RECORDS SUPPLIED
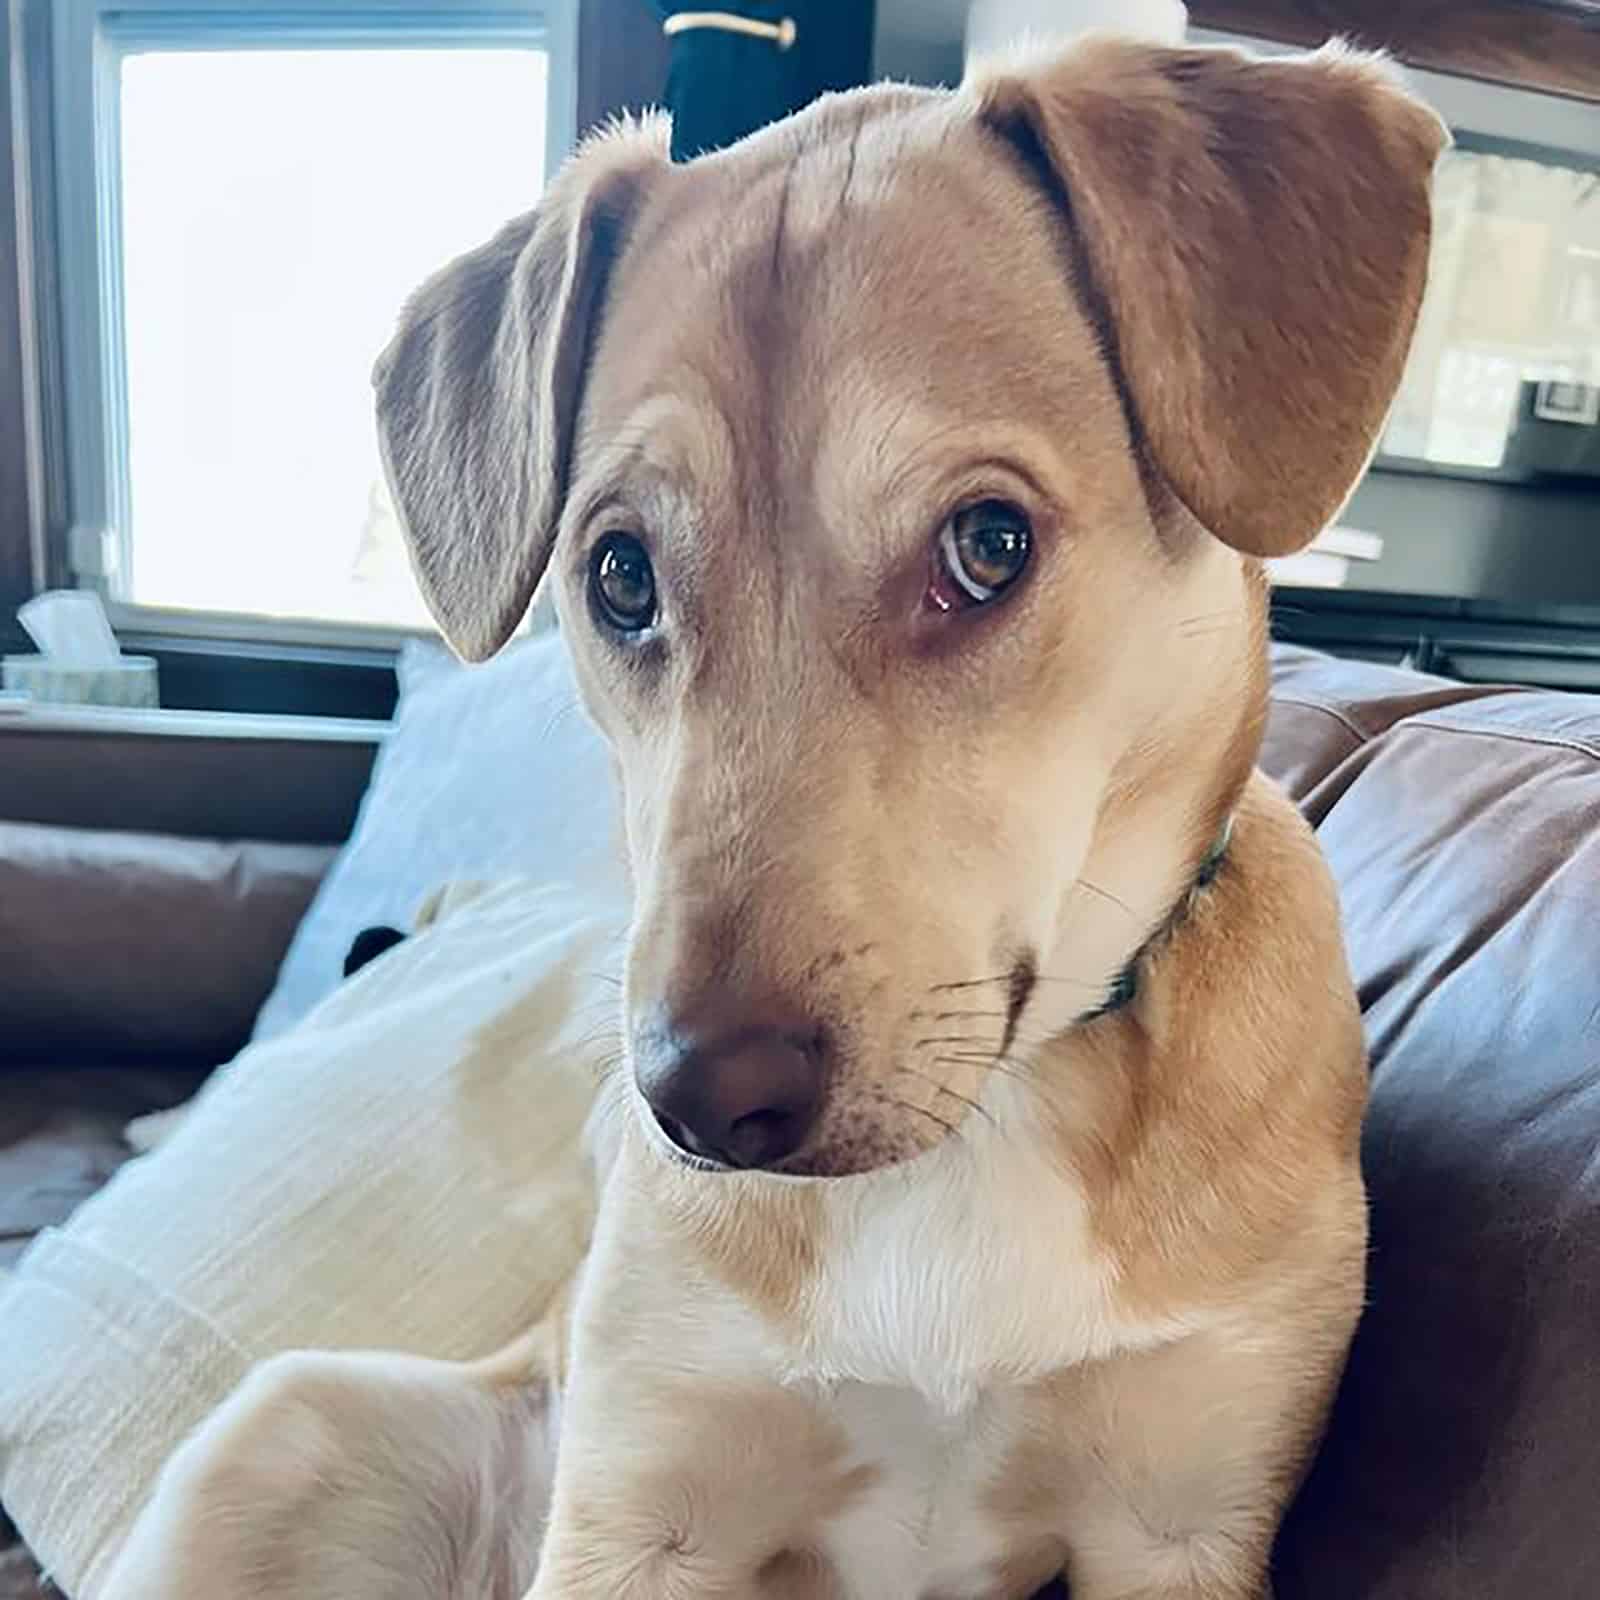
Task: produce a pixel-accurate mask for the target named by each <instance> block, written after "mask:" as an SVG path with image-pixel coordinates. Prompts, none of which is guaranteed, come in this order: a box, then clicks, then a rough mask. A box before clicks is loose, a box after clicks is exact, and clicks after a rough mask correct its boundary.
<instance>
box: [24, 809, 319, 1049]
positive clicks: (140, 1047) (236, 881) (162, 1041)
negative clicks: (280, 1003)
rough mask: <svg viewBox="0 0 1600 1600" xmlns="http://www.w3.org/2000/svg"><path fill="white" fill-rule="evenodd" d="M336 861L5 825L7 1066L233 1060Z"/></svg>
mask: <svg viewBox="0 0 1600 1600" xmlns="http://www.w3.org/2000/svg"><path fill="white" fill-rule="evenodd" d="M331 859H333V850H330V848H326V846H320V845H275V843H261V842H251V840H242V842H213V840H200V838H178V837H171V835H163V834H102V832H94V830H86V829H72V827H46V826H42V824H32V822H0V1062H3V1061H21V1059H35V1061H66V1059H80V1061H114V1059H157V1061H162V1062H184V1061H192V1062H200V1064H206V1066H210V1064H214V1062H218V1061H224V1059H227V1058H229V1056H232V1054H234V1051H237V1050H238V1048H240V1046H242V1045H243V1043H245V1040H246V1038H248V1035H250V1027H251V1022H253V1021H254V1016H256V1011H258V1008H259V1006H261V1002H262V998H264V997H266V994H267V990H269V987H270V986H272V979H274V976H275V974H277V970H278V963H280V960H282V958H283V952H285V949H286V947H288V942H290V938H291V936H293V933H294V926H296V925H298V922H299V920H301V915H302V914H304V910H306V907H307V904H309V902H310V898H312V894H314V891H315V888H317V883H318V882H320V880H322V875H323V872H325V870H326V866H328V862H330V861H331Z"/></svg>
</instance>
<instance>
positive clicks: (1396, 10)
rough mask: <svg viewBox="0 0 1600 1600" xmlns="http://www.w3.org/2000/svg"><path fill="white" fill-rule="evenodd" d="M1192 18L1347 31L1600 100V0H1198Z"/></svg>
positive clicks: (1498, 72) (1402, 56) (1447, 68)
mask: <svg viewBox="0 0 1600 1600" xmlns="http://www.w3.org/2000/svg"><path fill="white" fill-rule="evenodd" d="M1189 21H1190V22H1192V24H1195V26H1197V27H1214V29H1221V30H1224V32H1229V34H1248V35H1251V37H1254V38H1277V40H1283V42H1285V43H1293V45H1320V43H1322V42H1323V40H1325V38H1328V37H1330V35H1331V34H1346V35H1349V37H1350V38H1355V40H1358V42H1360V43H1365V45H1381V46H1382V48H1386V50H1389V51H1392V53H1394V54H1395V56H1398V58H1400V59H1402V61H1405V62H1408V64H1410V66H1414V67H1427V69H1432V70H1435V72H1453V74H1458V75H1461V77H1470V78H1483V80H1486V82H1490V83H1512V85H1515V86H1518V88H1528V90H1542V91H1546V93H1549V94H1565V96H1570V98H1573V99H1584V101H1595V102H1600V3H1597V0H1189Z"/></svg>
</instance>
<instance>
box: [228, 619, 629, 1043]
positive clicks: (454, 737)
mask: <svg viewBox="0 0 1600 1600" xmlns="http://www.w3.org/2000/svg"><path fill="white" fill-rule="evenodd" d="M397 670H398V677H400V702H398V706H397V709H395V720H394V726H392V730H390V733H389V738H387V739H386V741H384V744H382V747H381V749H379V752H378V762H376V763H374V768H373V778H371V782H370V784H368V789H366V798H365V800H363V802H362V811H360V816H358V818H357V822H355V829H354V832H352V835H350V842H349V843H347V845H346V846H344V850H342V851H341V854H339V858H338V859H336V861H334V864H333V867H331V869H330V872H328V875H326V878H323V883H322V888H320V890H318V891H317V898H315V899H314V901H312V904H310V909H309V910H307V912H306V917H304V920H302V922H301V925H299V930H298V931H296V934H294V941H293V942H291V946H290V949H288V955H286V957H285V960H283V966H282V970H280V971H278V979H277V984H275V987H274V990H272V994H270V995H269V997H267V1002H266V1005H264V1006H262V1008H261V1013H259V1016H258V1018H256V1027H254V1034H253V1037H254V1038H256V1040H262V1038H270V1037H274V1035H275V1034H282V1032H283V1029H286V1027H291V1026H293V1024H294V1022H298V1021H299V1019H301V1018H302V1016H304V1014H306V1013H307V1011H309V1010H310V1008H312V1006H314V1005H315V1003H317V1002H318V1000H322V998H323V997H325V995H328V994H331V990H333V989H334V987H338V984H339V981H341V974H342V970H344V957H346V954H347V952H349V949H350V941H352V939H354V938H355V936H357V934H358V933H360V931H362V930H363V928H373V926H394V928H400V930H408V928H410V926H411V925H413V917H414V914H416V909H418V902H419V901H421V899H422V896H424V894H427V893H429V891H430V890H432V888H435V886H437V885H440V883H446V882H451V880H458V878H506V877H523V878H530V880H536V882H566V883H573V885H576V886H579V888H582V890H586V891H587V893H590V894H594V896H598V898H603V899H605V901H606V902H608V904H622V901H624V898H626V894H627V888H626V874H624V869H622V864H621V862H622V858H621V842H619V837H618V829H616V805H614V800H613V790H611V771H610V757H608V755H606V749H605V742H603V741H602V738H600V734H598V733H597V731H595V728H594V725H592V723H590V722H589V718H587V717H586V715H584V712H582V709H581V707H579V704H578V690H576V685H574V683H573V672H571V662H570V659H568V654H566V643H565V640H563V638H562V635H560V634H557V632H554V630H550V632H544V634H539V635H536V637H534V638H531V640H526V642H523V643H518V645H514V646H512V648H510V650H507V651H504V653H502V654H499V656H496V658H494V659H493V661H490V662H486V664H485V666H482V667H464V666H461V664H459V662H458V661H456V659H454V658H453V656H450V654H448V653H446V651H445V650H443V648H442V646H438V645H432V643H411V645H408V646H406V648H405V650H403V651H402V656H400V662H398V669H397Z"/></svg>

WORK TASK
Look above for the line with "positive clicks: (140, 1047)" and the line with "box: [228, 619, 629, 1043]", and reproduce exactly those two lines plus every line between, nothing more.

RESPONSE AREA
positive clicks: (140, 1047) (236, 881) (162, 1041)
negative clicks: (280, 1003)
rough mask: <svg viewBox="0 0 1600 1600" xmlns="http://www.w3.org/2000/svg"><path fill="white" fill-rule="evenodd" d="M336 861L5 825L7 1066L233 1060Z"/></svg>
mask: <svg viewBox="0 0 1600 1600" xmlns="http://www.w3.org/2000/svg"><path fill="white" fill-rule="evenodd" d="M331 859H333V850H330V848H326V846H320V845H275V843H261V842H251V840H242V842H213V840H200V838H178V837H171V835H163V834H102V832H94V830H86V829H72V827H46V826H42V824H32V822H0V1062H3V1061H21V1059H35V1061H66V1059H80V1061H114V1059H157V1061H162V1062H184V1061H192V1062H200V1064H206V1066H210V1064H214V1062H218V1061H224V1059H227V1058H229V1056H232V1054H234V1051H237V1050H238V1048H240V1046H242V1045H243V1043H245V1040H246V1038H248V1035H250V1027H251V1022H253V1021H254V1016H256V1011H258V1008H259V1006H261V1002H262V998H264V997H266V994H267V990H269V987H270V986H272V979H274V976H275V974H277V970H278V963H280V960H282V958H283V952H285V949H286V947H288V942H290V938H291V936H293V933H294V926H296V925H298V922H299V920H301V915H302V914H304V910H306V907H307V904H309V902H310V898H312V894H314V891H315V888H317V883H318V882H320V880H322V875H323V872H325V870H326V866H328V862H330V861H331Z"/></svg>
</instance>
<instance>
positive clicks: (1396, 10)
rough mask: <svg viewBox="0 0 1600 1600" xmlns="http://www.w3.org/2000/svg"><path fill="white" fill-rule="evenodd" d="M1192 18L1347 31L1600 100V0H1198Z"/></svg>
positive clicks: (1498, 72) (1402, 56) (1447, 68)
mask: <svg viewBox="0 0 1600 1600" xmlns="http://www.w3.org/2000/svg"><path fill="white" fill-rule="evenodd" d="M1189 21H1190V22H1192V24H1195V26H1197V27H1214V29H1221V30H1224V32H1229V34H1248V35H1251V37H1254V38H1277V40H1283V42H1285V43H1293V45H1320V43H1322V42H1323V40H1325V38H1328V37H1330V35H1331V34H1346V35H1349V37H1350V38H1355V40H1358V42H1360V43H1365V45H1381V46H1382V48H1386V50H1389V51H1392V53H1394V54H1395V56H1398V58H1400V59H1402V61H1405V62H1408V64H1410V66H1414V67H1427V69H1432V70H1435V72H1453V74H1458V75H1461V77H1470V78H1483V80H1486V82H1490V83H1512V85H1515V86H1518V88H1528V90H1542V91H1546V93H1549V94H1565V96H1570V98H1573V99H1584V101H1595V102H1600V3H1597V0H1189Z"/></svg>
</instance>
<instance>
box: [228, 619, 629, 1043]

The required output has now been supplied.